• [What you will do]:
a) Please translate this sentence from the herbal tea study abstract into Spanish: "The responder analysis showed no benefit from the herbal tea."
b) Reproduce word for word the section of the herbal tea study abstract starting with "Interventions: After a" and going on through "further 4 weeks.".

Objective: To evaluate the effects of a native herbal tea in patients with type 2 diabetes.
Design: Randomized, placebo-controlled, single-blind study.
Setting: The Metabolic Centre at the University of Alberta Hospitals.
Subjects: Forty volunteers with type 2 diabetes.
Interventions: After a 1 month "run-in" period, subjects drank 250 mL/d of either the herbal tea or a placebo tea for 10 days, and were followed up for a further 4 weeks.
Outcome measures: A responder analysis defined as a 10% change in mean blood glucose levels based on 4 capillary glucose readings daily. Secondary end points included changes in HbA1c, fructosamine and response to a meal challenge using Ensure.
Results: The responder analysis showed no benefit from the herbal tea. Fructosamine levels before and after tea therapy decreased significantly in both study groups. Mean HbA1c levels and incremental areas under the glucose curve (AUC) in the meal challenge did not change in either study group. These data were reanalysed in hyperglycemic subjects with HbA1c levels greater than 120% of normal. The responder analysis and HbA1c levels did not change in either group. Mean (and standard deviation) fructosamine levels, before and after tea therapy, were significantly lower in the herbal tea group than in the placebo tea group (361 [98] versus 338 [100] micromol/L, p < 0.01 compared with 338 [60] versus 323 [49] micromol/L, p = 0.08). In the hyperglycemic subgroup the mean AUC during the meal challenge, before versus after tea therapy, was 776 (369) versus 639 (331) mmol/L (p = 0.22) in the herbal tea group and 433 (125) versus 420 (173) mmol/L (p = 0.90) in the placebo group.
Conclusions: Although the responder analysis failed to show an effect of the herbal tea, the data suggest there may be a short-term benefit from the tea in subjects with poor glycemic control.

• [Dataset excerpts]:

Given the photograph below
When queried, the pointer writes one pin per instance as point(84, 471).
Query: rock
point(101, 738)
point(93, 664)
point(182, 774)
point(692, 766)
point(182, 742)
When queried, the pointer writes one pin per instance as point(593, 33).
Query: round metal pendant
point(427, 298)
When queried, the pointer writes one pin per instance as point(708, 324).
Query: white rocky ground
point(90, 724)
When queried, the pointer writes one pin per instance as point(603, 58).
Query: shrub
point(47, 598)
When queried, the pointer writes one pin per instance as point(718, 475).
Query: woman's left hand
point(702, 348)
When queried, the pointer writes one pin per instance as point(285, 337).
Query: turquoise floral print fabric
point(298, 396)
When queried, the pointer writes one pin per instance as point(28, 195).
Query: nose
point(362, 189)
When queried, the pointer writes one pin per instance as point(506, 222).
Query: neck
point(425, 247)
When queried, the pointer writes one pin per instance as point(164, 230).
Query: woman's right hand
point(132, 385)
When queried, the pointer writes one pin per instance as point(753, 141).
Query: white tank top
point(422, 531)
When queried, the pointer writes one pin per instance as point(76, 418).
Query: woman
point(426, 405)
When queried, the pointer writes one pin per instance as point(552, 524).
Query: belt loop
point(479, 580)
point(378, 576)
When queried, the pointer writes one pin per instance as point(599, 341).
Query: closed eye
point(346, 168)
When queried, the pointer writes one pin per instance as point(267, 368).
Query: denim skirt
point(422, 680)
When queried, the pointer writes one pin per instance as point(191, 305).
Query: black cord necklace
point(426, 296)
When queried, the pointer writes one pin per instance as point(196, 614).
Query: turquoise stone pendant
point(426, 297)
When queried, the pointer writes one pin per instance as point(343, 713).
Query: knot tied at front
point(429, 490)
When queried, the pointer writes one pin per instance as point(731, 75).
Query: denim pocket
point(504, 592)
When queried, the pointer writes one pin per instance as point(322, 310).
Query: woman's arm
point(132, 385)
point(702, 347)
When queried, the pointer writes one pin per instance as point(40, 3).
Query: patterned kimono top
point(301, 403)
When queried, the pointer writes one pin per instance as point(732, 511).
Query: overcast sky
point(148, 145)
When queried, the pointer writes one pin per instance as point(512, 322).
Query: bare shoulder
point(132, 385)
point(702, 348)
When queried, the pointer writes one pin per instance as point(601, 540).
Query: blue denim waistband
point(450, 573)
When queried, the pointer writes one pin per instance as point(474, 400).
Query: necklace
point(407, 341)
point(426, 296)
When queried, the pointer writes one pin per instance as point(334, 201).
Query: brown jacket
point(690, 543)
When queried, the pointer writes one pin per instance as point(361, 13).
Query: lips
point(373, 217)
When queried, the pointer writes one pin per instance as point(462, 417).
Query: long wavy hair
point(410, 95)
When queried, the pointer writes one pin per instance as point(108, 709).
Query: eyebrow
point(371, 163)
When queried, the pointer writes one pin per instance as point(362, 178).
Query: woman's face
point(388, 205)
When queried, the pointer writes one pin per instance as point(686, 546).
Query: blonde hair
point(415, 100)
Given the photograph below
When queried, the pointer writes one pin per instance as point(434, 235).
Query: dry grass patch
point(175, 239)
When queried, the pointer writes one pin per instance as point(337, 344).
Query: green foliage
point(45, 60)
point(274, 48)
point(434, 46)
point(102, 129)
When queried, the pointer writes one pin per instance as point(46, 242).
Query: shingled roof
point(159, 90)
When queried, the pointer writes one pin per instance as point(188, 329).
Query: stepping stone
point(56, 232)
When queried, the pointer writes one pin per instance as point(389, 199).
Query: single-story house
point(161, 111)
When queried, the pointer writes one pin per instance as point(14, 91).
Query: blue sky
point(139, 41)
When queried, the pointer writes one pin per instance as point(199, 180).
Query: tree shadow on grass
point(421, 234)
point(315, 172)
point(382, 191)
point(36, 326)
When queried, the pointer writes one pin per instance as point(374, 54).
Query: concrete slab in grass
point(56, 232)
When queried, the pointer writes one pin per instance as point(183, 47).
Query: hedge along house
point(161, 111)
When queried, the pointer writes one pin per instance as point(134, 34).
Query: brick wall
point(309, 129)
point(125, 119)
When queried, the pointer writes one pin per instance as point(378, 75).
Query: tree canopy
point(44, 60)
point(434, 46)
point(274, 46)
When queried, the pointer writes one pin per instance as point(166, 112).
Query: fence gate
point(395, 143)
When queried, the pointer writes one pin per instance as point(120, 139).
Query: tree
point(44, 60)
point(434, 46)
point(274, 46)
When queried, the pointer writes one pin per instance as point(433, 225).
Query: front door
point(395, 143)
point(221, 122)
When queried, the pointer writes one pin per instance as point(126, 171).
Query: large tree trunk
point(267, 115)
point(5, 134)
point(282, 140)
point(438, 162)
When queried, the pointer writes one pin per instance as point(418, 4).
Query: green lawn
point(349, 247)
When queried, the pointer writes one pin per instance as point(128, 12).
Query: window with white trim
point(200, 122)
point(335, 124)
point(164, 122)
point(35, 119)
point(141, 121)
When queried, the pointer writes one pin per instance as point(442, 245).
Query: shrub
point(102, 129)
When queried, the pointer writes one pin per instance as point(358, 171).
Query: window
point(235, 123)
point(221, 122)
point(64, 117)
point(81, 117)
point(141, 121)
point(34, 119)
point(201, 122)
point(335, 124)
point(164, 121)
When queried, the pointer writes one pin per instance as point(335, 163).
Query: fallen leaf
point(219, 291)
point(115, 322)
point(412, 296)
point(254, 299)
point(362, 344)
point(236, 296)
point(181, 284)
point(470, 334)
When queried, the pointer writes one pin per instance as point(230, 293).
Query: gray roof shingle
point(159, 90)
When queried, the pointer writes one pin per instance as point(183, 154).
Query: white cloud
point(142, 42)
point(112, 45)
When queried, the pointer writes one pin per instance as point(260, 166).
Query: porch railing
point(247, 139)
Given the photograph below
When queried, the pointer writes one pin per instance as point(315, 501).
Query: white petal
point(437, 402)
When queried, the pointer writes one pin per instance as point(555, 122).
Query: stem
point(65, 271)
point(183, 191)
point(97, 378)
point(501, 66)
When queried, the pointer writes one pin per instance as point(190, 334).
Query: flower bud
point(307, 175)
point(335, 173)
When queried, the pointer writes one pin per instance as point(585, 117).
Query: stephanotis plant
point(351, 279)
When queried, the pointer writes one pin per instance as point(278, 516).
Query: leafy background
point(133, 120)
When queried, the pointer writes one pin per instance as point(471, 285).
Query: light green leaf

• [Numbered responses]:
a) El análisis de respondedores no mostró ningún beneficio del té de hierbas.

b)
Interventions: After a 1 month "run-in" period, subjects drank 250 mL/d of either the herbal tea or a placebo tea for 10 days, and were followed up for a further 4 weeks.